Stated goal =>
Lines before the one containing "Where can you see the angled" are excluded; retype that line and all remaining lines of the material exactly.

Rows =>
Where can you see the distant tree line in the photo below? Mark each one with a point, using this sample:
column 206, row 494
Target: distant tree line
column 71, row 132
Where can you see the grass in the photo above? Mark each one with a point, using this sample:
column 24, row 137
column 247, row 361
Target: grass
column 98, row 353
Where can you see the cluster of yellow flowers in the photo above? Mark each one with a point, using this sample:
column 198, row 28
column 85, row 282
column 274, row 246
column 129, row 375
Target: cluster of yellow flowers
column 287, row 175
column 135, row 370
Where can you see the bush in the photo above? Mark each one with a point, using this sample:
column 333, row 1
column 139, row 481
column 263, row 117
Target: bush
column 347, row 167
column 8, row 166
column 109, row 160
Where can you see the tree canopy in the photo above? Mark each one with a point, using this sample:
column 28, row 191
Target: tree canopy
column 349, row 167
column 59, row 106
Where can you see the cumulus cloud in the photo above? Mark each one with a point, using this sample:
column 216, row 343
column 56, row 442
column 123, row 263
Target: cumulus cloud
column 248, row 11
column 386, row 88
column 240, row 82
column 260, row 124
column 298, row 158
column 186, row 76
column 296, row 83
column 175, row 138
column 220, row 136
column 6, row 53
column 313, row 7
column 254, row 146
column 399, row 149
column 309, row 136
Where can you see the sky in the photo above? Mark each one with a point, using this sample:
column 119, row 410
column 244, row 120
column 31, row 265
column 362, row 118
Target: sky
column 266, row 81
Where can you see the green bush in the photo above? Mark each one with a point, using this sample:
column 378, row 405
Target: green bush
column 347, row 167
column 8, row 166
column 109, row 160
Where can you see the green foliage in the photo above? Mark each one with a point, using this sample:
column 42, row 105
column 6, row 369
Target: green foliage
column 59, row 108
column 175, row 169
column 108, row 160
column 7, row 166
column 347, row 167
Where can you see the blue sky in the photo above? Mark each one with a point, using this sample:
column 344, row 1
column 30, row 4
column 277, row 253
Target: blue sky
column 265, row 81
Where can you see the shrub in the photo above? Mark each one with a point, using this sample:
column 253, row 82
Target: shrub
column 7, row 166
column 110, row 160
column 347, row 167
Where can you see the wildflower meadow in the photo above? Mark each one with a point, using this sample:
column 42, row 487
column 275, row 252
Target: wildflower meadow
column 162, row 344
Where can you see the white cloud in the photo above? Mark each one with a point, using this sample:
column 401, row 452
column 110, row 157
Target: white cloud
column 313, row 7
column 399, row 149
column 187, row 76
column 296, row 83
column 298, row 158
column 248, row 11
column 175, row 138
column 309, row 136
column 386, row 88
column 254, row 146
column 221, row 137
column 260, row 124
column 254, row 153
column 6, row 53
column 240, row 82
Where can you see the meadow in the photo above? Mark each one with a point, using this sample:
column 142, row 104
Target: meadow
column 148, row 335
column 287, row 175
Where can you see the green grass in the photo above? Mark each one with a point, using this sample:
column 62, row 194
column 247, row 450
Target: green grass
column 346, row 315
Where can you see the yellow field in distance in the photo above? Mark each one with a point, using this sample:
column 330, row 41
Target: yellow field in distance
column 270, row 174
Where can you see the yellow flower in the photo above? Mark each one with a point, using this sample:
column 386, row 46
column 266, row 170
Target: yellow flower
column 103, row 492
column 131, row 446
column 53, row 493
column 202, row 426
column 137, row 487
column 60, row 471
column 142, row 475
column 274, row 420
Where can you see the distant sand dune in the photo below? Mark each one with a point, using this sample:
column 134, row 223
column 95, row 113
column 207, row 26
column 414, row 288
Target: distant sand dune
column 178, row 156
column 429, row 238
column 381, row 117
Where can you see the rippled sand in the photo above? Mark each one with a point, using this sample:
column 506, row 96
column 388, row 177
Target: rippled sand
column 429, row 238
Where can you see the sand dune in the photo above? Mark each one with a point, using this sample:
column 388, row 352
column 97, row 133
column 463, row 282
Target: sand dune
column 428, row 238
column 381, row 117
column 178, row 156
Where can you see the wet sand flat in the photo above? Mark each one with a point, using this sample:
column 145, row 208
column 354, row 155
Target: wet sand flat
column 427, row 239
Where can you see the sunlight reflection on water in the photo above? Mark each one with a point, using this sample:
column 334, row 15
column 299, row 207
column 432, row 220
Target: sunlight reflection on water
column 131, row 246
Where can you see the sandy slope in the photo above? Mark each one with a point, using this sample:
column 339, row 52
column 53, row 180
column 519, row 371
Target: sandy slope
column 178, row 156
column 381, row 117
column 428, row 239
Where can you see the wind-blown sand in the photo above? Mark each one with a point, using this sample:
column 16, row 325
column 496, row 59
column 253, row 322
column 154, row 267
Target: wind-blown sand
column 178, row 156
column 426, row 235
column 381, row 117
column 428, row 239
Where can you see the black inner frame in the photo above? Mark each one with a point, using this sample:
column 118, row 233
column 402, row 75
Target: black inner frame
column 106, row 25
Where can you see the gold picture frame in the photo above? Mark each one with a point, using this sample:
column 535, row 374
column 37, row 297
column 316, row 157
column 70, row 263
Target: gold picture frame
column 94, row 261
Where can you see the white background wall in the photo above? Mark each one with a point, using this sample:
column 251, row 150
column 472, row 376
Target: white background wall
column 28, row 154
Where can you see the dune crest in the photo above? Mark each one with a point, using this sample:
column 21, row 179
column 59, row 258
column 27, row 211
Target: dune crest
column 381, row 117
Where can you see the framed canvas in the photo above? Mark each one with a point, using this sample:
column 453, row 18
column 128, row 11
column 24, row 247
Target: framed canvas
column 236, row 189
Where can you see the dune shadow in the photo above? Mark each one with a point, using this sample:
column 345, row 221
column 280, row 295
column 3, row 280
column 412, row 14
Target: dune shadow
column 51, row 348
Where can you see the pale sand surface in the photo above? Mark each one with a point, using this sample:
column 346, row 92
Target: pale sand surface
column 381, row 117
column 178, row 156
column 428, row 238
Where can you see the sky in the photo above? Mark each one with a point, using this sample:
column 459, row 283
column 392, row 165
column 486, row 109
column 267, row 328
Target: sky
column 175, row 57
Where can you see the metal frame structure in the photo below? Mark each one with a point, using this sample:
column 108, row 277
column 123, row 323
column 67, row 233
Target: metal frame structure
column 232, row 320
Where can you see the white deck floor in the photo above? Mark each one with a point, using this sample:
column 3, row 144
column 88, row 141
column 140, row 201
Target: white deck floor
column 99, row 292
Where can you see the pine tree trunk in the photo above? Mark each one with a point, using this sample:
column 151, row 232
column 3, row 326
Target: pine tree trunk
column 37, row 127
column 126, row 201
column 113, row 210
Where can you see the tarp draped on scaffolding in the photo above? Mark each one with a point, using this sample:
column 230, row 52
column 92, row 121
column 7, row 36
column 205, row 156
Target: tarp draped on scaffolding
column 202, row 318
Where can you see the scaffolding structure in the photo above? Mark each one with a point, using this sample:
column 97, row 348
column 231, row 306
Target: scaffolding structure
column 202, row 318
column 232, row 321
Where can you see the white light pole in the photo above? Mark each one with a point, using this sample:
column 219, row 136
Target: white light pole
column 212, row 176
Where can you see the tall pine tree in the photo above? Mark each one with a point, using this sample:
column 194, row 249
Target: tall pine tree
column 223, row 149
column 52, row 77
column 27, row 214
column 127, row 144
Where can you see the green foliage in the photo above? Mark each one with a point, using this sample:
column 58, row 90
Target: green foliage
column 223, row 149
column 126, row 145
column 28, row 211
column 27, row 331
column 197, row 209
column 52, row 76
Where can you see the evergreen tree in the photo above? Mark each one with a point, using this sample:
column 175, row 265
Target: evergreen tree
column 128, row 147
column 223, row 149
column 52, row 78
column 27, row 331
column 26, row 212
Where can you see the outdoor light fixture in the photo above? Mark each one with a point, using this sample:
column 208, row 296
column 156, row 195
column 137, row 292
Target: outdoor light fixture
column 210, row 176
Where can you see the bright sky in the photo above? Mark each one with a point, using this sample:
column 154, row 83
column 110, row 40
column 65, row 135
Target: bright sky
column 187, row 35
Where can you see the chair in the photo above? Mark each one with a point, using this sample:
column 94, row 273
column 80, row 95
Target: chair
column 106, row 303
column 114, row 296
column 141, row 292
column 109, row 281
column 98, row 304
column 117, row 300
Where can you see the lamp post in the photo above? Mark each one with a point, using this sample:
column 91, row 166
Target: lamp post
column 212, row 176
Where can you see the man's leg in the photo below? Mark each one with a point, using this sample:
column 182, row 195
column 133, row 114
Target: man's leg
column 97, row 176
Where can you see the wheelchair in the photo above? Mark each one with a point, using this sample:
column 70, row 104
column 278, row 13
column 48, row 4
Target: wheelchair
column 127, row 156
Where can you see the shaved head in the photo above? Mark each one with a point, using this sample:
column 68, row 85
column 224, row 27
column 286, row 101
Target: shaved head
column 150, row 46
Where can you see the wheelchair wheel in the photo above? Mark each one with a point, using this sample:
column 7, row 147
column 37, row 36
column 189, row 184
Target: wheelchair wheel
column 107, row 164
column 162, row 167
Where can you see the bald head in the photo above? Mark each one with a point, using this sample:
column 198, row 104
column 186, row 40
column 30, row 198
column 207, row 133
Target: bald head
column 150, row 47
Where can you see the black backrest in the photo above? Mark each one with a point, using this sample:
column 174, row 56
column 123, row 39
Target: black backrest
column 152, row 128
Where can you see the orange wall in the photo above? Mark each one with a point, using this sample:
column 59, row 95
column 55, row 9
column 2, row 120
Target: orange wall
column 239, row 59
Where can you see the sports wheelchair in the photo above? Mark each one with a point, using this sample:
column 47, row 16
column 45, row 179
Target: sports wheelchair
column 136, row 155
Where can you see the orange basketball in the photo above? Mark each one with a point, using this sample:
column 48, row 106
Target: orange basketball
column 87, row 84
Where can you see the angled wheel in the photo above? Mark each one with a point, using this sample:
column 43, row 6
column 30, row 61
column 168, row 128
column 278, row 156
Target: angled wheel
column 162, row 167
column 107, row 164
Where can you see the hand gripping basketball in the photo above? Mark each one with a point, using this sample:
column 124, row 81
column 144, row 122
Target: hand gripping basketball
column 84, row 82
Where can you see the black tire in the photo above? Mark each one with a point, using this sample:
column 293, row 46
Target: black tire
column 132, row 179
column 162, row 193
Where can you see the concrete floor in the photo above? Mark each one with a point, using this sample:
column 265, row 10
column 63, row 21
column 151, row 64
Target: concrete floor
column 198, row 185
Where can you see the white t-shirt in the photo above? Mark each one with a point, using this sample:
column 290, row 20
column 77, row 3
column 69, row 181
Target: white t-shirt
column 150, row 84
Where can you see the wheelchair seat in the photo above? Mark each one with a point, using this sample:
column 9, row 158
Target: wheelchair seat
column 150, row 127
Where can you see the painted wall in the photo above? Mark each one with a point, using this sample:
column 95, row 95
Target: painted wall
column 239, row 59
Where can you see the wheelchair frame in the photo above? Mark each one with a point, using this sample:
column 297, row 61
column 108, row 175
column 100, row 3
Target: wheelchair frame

Exercise result =>
Where can you see the angled wheel in the photo above? Mark each one with a point, using this sample:
column 43, row 6
column 30, row 61
column 168, row 128
column 278, row 156
Target: angled wheel
column 162, row 167
column 107, row 164
Where can you see the hand gripping basketball in the photo above? Mark each one with a point, using this sample:
column 124, row 81
column 144, row 122
Target: hand gripping basketball
column 84, row 82
Where can you see the black tire in the photo above? Mark each one with a point, using this sample:
column 293, row 46
Target: black tire
column 132, row 179
column 162, row 193
Where can you see the concrete floor in the photo above? Mark each one with a point, using this sample:
column 265, row 10
column 63, row 21
column 151, row 64
Target: concrete floor
column 198, row 185
Where can you see the white t-shirt in the photo above? Mark each one with a point, using this sample:
column 290, row 20
column 77, row 3
column 69, row 181
Target: white t-shirt
column 150, row 84
Where can you see the wheelchair seat in the photo above? Mark each one with a point, using this sample:
column 9, row 158
Target: wheelchair seat
column 150, row 127
Where can you see the painted wall in the photo above? Mark each one with a point, using this sample:
column 95, row 95
Target: painted wall
column 239, row 59
Where can you see the wheelchair frame in the photo above? Mark each one with a point, using this sample:
column 297, row 61
column 108, row 175
column 100, row 3
Target: wheelchair frame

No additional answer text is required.